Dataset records
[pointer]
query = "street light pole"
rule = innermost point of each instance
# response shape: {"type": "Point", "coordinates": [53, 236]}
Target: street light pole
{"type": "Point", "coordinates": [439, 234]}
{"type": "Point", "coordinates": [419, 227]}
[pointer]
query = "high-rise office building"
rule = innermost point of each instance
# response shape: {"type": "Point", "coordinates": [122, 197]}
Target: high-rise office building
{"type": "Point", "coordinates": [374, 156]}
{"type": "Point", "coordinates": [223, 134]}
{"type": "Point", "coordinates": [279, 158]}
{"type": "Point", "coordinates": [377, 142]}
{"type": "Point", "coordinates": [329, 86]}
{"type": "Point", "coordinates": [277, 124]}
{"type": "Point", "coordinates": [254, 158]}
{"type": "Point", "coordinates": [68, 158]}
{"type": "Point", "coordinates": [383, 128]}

> **Exercise**:
If a line in the records holds the string "shape", count it, and give only the total.

> **Your response**:
2